Exercise aim:
Filter these entries down to lines holding "TARGET".

Data extract:
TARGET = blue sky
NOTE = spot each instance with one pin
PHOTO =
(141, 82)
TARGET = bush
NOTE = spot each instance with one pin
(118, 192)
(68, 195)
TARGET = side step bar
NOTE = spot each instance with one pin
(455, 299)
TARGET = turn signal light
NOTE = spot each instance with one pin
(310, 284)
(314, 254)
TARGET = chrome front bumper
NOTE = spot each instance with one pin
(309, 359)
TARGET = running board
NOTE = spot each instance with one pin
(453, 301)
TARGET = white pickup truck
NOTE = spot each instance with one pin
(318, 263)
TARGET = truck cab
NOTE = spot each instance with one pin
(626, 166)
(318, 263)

--

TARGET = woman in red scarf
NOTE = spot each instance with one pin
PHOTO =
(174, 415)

Answer to this problem:
TARGET = blue sky
TARGET = bush
TARGET = side step bar
TARGET = turn signal light
TARGET = chrome front bumper
TARGET = running board
TARGET = white pickup truck
TARGET = truck cab
TARGET = woman in red scarf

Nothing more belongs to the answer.